DIRECTIVES:
1. Translate this sentence from the guitar-building thread into Spanish: "The finishing is the biggest, toughest part of the whole project, if you are spraying it yourself."
2. From the guitar-building thread, quote everything from "## Shark (Jun" down to "bodies and necks.", word for word.

# My first Guitar building project!



## Slash'sSnakepit (Aug 23, 2010)

Well my Dad and I are gonna be building our first Guitar and we can't wait. Were making a Les Paul style Guitar and were making it with top of the line Parts and wood. Well first do you reccomend any Body and Neck building sets made with Mahogany for the Neck and Body and a Maple top ? 

Well were using CTS Pots Orange drop caps and Seymour Duncan Alnico Pro 2's for the Pickups with a beautiful Transparent Black finish. Were gonna use the Stop Bar tailpiece and Tun-O-Matic Bridge and Kluson vintage style Tuners.


----------



## Shark (Jun 10, 2010)

Personally, I've never seen kits that had great quality components. They are probably out there, but I haven't seen them. There are, however, plenty places that sell individual pieces. I recommend: Warmoth and USA Custom Guitars. Not sure if USACG does a LP shape, though. I recommend against Guitar Mill. They months and months to get me a plain ol' Strat body. Then when it came it had huge finish flaws. I sent it back and they redid it, but it's still not as good as I had expected in the first place--and it took nearly a year.

Are you planning on finishing it yourself? If so, how and what with? The finishing is the biggest, toughest part of the whole project, if you are spraying it yourself. I've bought both finished and unfinished bodies and necks.

For parts, it depends on how much you want to spend. At one end of the scale--though certainly not at the bottom--there is StewMac, while at the other end is Callaham Guitars. One thing I love about StewMac; the shipping is _fast_.


----------



## Slash'sSnakepit (Aug 23, 2010)

I was looking at kits and I saw none that were good quality so I thought Members here might. I checked out Warmoth and I was thinking on getting one from there and I wasn't sure if they were good so thanks for the reccomending it. haha I was gonna get my Parts from StewMac I have gotten upgrades from them in the past and they are amazing when it comes to shipping. Thanks for the reply.


----------



## mrmatt1972 (Apr 3, 2008)

To the OP, Please note:

were = past tense of are
we're = contraction for we are

the apostrophe makes a big difference.









Sorry, one of my pet peeves.


----------



## bagpipe (Sep 19, 2006)

Feel better now ?



mrmatt1972 said:


> To the OP, Please note:
> 
> were = past tense of are
> we're = contraction for we are
> ...


----------



## Slash'sSnakepit (Aug 23, 2010)

mrmatt1972 said:


> To the OP, Please note:
> 
> were = past tense of are
> we're = contraction for we are
> ...


Thanks for your help....


----------



## shoretyus (Jan 6, 2007)

Don't know of any kits off hand. How much woodworking experience does Dad have?


----------



## Slash'sSnakepit (Aug 23, 2010)

He is good at woodworking.


----------



## shoretyus (Jan 6, 2007)

An Lp is a big bite for a first project. A Tele is a good start build .. but ... 

Forum member Ajcoholic has a thread here. Have dad read it. Remember that Andrew is a pro woodworker. 

New "AC" Guitar Build Thread - Les Paul Content! - Harmony Central Forums


----------



## Slash'sSnakepit (Aug 23, 2010)

I am thinking about making an original SG or Firebird instead.


----------



## J S Moore (Feb 18, 2006)

Go here: Eastern Maple Carved Tops and scroll down to "full kits". Best LP kit I have ever seen in my life.


----------



## ajcoholic (Feb 5, 2006)

EXTRACTED DATA:

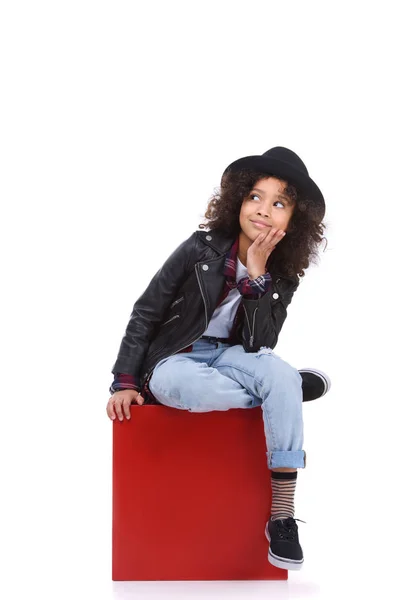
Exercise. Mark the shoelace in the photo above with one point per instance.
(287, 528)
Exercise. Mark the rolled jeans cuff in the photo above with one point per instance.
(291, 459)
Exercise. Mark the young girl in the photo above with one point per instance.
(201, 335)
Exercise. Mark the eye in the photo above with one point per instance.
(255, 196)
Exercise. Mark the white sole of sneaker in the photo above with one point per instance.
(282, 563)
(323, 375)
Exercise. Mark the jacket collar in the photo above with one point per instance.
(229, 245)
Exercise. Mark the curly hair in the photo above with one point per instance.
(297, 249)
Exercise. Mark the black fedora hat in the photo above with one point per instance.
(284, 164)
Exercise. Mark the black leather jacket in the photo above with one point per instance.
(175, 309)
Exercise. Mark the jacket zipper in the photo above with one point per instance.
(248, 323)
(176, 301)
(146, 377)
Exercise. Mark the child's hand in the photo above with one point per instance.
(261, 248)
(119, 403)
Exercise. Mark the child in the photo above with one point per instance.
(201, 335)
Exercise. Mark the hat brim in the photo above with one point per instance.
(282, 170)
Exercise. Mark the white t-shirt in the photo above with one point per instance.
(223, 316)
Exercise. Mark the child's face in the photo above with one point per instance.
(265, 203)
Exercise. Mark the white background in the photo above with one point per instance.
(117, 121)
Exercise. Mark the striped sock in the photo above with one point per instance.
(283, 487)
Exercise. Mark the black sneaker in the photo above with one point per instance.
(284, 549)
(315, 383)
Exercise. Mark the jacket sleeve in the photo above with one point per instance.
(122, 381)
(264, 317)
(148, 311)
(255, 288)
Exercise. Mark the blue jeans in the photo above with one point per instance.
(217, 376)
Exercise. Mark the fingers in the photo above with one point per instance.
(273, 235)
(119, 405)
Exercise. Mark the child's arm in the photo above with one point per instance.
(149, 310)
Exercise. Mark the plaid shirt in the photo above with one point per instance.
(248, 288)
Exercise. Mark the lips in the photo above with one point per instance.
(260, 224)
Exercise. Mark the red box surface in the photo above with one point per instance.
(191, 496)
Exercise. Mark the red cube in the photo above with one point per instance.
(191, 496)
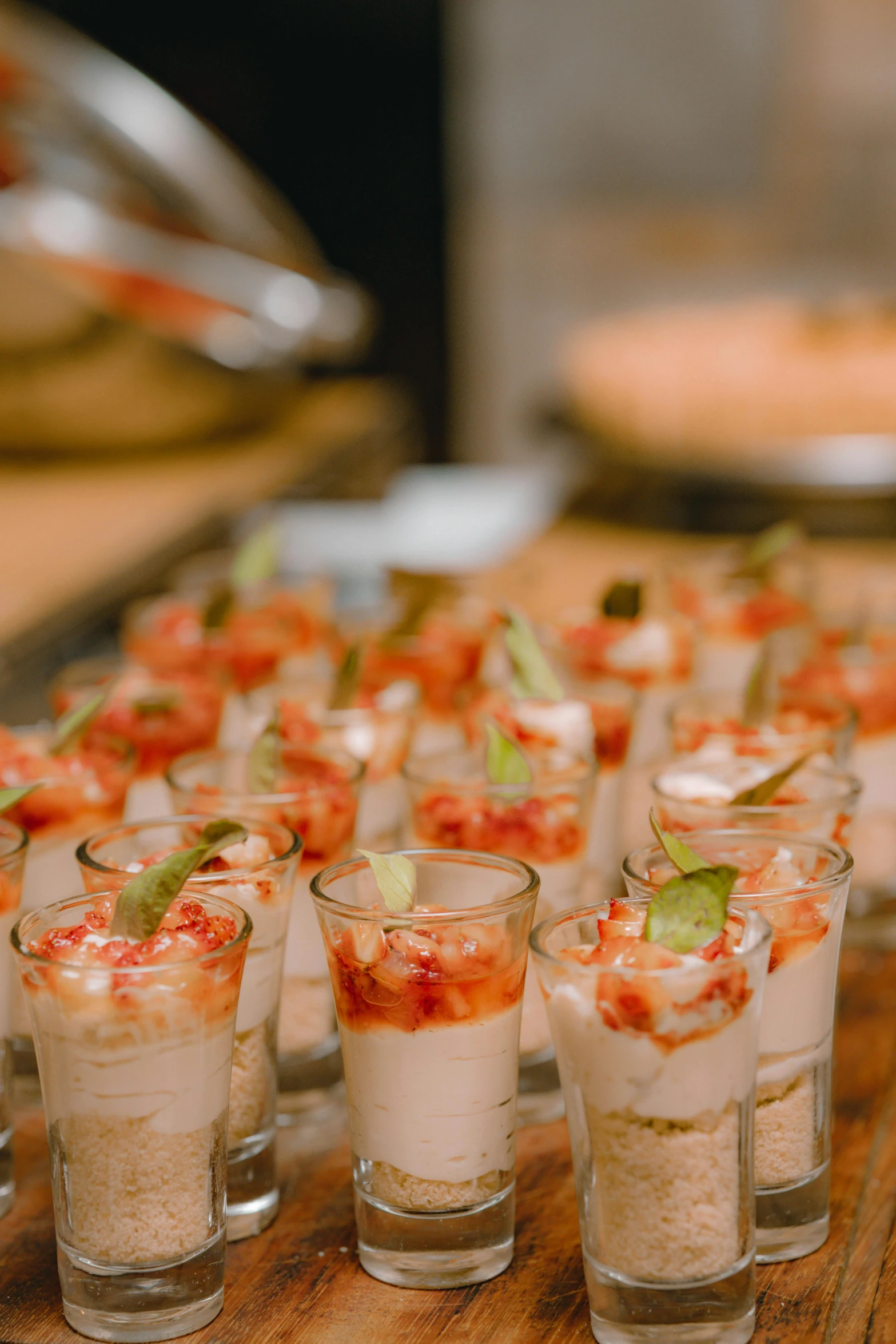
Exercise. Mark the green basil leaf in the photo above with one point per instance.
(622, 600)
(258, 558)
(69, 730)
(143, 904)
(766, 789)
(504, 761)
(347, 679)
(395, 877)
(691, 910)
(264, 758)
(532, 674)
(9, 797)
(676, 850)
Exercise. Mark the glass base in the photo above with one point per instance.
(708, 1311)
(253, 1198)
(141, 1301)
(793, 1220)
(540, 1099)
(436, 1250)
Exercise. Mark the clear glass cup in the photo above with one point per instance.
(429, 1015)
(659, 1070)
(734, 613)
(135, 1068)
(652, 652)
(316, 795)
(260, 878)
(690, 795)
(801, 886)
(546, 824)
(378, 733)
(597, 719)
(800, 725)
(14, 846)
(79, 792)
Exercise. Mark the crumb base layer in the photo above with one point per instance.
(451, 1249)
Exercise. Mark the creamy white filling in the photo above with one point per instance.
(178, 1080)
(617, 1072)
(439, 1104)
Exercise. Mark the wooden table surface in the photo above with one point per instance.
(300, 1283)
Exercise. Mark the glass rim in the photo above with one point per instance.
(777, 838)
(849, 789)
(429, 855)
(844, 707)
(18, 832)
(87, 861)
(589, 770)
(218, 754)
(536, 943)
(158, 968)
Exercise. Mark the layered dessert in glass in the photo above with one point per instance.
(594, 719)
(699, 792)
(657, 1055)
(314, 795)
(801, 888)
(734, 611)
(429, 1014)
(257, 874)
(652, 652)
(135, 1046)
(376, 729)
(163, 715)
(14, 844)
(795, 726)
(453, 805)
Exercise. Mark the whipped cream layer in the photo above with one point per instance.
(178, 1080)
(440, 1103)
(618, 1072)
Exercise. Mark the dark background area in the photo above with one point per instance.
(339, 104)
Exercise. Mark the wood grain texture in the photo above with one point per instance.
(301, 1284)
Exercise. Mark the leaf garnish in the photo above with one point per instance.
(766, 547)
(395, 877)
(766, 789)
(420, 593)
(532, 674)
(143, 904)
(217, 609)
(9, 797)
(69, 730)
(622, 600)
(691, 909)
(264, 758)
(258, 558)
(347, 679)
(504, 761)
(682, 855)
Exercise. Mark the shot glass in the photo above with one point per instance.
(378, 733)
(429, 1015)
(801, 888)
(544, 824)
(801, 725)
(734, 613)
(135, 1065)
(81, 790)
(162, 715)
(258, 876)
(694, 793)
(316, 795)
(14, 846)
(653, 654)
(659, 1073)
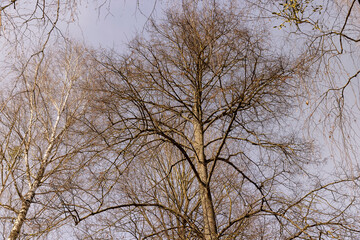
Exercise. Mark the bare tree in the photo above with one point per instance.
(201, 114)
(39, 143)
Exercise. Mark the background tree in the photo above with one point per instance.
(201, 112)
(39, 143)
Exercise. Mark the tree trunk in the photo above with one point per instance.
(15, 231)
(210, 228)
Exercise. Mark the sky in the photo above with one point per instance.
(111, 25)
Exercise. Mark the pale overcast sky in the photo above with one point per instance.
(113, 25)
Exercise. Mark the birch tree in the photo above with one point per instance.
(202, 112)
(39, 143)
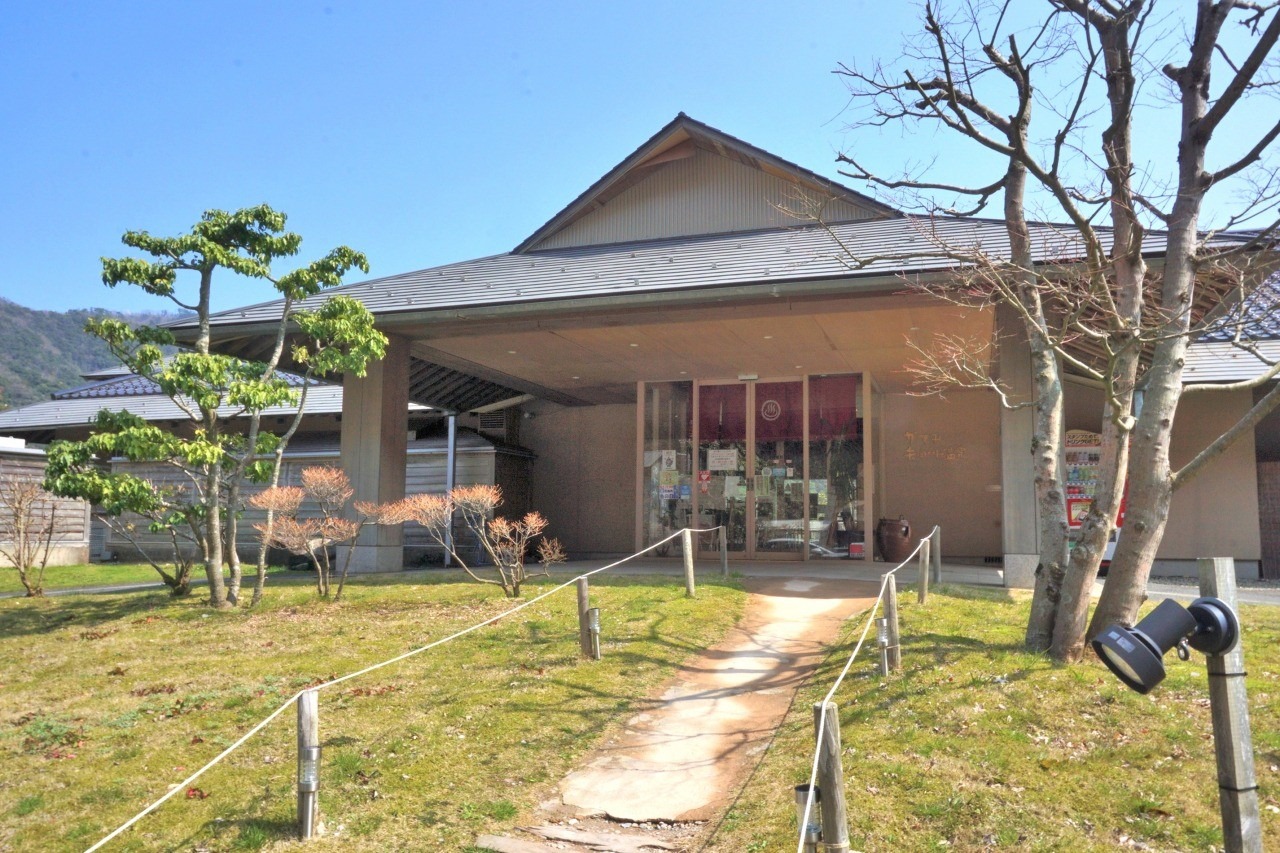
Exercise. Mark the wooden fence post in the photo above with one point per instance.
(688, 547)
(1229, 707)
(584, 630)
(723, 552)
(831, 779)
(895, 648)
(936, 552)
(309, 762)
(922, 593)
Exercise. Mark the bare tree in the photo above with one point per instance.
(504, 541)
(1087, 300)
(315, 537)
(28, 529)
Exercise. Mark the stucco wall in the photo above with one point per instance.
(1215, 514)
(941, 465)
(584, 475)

TASK-BY-TASK RESULTS:
1. El acabado es la parte más grande y difícil de todo el proyecto, si lo estás aplicando a pistola tú mismo.

2.
## Shark (Jun 10, 2010)

Personally, I've never seen kits that had great quality components. They are probably out there, but I haven't seen them. There are, however, plenty places that sell individual pieces. I recommend: Warmoth and USA Custom Guitars. Not sure if USACG does a LP shape, though. I recommend against Guitar Mill. They months and months to get me a plain ol' Strat body. Then when it came it had huge finish flaws. I sent it back and they redid it, but it's still not as good as I had expected in the first place--and it took nearly a year.

Are you planning on finishing it yourself? If so, how and what with? The finishing is the biggest, toughest part of the whole project, if you are spraying it yourself. I've bought both finished and unfinished bodies and necks.